=== Written request ===
From the line with "tag door frame" up to and including the last line of the listing, rewrite the lines with "church" replaced by "chapel" and nothing else changed. Omit the pictures from your answer.

Entries for bounding box labeling

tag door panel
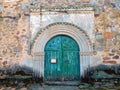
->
[44,35,80,81]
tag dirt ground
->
[0,84,120,90]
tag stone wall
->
[0,0,120,68]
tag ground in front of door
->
[0,83,120,90]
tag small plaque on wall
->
[51,58,57,64]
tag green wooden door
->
[44,35,80,81]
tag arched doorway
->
[44,35,80,81]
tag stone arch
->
[32,22,92,77]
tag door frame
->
[44,35,80,81]
[32,22,94,78]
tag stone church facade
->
[0,0,119,80]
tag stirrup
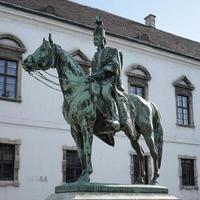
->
[105,119,120,131]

=== Output of the exercise ===
tag door frame
->
[44,35,80,81]
[32,22,94,78]
tag stone chapel facade
->
[0,0,119,80]
tag stirrup
->
[105,119,120,131]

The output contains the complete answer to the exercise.